__RECORDS SUPPLIED__:

BEGIN

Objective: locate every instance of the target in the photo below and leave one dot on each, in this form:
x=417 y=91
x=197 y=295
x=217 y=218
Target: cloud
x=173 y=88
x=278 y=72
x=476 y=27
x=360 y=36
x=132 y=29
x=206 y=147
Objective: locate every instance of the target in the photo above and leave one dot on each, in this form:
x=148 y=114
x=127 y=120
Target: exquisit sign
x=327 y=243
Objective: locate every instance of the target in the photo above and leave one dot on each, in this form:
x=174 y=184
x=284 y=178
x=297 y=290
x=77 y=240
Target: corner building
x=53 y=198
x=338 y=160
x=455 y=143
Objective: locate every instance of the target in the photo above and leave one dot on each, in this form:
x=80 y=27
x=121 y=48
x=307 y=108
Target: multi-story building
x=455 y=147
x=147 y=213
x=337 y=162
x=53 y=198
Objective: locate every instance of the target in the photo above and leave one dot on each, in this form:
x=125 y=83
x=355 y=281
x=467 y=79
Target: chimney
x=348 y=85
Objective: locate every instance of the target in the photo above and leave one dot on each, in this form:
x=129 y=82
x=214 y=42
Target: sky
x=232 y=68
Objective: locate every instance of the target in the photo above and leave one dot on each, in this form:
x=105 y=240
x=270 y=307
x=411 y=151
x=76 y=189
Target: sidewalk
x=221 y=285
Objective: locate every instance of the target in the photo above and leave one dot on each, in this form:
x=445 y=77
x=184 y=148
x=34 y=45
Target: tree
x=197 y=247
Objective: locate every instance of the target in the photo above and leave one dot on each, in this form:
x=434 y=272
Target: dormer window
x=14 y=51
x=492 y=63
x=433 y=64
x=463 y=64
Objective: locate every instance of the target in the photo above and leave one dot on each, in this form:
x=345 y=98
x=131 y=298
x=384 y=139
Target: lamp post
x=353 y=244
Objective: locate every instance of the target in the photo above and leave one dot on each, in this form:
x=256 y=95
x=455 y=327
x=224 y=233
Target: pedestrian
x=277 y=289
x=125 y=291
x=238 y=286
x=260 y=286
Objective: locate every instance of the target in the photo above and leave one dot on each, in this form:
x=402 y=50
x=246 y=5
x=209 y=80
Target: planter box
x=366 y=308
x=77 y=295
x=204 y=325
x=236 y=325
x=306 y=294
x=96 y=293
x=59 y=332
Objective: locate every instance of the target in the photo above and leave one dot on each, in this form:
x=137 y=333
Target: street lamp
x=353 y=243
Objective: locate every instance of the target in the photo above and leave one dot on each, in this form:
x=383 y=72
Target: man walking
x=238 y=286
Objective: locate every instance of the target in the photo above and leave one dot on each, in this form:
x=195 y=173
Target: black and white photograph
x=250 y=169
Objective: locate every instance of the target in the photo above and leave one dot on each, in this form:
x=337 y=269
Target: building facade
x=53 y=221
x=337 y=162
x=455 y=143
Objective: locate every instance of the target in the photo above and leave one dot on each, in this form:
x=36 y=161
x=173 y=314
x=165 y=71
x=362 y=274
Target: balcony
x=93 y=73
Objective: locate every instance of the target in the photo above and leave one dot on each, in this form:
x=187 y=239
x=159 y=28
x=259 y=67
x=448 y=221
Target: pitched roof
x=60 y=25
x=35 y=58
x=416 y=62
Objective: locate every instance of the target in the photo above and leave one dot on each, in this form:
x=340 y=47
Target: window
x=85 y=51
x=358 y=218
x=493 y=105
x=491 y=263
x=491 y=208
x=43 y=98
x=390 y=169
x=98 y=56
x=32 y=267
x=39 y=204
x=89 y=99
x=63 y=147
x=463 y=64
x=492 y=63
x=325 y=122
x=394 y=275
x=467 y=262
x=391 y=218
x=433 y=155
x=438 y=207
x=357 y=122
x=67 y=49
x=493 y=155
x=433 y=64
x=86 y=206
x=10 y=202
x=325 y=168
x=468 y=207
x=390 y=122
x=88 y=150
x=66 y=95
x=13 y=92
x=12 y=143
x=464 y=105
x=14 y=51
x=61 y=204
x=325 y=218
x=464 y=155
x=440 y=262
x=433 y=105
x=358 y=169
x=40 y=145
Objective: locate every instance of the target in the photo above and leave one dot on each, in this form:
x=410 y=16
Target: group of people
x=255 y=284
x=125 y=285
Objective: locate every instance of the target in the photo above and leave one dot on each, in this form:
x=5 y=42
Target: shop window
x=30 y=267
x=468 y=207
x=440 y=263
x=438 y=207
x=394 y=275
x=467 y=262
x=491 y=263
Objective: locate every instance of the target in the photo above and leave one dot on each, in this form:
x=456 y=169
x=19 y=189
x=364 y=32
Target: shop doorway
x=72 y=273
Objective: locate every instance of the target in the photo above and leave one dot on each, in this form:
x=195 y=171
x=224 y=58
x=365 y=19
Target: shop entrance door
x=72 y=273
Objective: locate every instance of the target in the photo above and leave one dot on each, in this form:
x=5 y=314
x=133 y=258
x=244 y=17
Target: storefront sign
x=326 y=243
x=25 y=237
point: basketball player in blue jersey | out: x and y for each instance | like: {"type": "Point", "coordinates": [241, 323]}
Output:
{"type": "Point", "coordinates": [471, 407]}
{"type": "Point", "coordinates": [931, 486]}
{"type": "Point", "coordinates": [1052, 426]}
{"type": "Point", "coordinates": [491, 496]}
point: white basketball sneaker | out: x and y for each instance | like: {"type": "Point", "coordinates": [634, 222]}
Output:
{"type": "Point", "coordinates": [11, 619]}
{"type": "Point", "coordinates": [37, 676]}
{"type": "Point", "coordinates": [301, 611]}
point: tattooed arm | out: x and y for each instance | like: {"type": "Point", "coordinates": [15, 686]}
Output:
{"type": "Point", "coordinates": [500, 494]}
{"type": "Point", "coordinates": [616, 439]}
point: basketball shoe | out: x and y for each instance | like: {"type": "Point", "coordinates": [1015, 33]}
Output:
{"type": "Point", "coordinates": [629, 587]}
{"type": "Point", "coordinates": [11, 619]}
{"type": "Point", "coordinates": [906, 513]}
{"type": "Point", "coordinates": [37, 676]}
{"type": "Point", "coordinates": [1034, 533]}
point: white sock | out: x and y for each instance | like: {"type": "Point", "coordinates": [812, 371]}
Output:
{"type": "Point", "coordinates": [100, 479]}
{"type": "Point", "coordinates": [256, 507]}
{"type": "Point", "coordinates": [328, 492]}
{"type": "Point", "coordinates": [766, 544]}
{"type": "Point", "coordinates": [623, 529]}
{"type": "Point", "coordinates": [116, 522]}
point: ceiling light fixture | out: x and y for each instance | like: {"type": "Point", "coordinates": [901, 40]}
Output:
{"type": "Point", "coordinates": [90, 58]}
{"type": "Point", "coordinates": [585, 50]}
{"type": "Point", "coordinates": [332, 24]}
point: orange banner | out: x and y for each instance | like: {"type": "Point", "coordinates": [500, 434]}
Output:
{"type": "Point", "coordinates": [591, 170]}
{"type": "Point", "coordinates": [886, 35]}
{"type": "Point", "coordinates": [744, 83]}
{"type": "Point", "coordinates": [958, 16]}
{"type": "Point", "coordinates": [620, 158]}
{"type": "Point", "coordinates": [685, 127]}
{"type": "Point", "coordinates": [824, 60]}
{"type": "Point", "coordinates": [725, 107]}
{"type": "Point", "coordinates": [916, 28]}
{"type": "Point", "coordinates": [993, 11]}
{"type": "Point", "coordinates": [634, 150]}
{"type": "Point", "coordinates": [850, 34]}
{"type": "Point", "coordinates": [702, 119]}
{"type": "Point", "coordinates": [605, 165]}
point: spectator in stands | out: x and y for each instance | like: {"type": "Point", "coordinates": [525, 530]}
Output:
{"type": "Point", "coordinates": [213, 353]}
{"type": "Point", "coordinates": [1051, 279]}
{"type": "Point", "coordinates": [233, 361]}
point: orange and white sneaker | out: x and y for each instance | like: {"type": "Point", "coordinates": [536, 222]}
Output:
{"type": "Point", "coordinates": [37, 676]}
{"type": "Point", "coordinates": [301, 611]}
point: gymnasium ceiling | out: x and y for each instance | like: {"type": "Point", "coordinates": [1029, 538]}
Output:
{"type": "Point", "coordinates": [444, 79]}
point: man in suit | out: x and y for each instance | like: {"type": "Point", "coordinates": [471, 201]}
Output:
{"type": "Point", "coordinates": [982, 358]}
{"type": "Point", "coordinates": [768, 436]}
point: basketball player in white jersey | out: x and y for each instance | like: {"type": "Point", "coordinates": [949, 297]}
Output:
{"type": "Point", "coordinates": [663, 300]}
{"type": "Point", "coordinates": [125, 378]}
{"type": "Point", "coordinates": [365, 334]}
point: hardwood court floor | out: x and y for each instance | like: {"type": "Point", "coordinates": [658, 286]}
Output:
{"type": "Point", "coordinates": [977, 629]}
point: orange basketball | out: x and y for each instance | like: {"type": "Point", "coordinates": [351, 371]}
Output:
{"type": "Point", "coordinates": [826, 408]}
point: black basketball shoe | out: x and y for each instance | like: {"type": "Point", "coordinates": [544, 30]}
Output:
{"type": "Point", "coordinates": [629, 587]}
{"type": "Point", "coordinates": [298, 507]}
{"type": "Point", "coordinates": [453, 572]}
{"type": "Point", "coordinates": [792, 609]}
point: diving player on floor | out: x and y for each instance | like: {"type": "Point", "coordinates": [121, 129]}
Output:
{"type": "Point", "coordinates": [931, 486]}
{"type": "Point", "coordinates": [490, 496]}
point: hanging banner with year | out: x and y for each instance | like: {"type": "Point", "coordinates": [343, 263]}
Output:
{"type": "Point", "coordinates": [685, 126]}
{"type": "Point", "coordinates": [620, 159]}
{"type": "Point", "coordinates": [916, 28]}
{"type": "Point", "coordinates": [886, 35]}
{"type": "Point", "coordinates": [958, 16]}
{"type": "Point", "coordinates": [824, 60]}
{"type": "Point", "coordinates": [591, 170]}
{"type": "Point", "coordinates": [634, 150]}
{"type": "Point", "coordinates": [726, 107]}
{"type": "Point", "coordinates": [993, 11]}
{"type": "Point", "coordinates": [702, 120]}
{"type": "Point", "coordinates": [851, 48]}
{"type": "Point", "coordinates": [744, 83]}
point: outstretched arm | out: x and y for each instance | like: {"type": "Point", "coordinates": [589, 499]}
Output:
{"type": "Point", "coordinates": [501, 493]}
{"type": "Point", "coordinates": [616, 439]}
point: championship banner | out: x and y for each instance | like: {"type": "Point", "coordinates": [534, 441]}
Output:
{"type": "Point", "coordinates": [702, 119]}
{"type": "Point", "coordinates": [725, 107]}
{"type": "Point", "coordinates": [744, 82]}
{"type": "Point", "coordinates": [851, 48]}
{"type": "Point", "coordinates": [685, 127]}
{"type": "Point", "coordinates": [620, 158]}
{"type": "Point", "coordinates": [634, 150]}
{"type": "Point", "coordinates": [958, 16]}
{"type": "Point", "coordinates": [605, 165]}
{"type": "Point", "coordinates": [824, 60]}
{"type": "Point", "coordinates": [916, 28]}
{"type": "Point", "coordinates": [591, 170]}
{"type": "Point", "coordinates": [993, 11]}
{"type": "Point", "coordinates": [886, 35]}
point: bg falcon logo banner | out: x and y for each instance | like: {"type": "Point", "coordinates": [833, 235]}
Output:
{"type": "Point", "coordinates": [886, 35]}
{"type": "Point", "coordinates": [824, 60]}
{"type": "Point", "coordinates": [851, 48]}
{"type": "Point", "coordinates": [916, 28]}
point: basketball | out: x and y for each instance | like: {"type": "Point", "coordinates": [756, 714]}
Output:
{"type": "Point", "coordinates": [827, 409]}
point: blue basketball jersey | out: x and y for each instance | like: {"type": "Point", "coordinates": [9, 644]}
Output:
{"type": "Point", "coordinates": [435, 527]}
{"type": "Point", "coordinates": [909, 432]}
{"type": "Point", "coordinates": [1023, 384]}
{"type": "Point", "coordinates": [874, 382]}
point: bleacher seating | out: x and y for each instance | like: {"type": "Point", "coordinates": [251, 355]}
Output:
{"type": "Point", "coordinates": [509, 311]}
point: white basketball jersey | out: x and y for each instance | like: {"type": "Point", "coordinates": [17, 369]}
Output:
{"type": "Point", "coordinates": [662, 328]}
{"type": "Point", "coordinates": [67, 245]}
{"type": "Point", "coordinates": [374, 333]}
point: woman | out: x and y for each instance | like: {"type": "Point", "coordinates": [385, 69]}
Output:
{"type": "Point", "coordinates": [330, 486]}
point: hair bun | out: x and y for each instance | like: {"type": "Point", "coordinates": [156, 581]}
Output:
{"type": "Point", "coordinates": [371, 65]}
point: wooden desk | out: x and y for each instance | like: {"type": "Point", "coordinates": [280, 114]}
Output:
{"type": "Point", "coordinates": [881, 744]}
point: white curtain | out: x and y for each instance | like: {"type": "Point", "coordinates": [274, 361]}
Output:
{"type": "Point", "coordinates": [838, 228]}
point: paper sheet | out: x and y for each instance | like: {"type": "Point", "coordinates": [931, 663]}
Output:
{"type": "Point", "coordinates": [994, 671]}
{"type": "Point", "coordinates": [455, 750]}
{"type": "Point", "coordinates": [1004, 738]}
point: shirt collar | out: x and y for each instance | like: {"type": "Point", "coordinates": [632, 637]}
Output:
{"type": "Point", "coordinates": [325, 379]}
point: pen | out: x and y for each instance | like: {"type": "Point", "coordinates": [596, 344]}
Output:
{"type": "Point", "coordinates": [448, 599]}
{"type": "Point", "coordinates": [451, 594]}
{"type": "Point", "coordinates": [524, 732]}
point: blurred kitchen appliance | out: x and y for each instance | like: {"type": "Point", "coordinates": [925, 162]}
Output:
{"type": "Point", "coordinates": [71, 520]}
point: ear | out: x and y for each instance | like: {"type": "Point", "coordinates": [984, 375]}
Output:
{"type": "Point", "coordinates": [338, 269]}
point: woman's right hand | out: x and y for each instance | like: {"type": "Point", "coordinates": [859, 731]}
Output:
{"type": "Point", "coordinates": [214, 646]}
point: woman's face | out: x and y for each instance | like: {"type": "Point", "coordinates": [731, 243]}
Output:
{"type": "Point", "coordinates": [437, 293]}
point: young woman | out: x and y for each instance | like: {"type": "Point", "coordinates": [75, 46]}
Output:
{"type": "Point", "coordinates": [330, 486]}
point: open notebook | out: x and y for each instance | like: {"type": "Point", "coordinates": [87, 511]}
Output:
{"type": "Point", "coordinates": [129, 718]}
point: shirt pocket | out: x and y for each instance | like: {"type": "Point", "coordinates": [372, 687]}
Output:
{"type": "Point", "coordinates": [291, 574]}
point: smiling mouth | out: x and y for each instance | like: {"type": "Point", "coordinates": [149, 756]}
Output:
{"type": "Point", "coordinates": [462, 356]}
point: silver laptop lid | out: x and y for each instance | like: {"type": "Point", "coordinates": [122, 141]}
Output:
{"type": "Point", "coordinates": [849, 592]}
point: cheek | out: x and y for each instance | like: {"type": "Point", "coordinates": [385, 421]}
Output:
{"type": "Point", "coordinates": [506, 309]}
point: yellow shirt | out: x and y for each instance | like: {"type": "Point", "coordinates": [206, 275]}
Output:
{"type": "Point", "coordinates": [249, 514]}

END

Locate all lines in the listing above with the word "shirt" and copy them.

__EXERCISE OUTPUT__:
point: shirt collar | out: x and y for each instance | like: {"type": "Point", "coordinates": [632, 637]}
point: shirt pocket | out: x and y for each instance | like: {"type": "Point", "coordinates": [372, 687]}
point: yellow shirt | out: x and y for each instance | like: {"type": "Point", "coordinates": [206, 275]}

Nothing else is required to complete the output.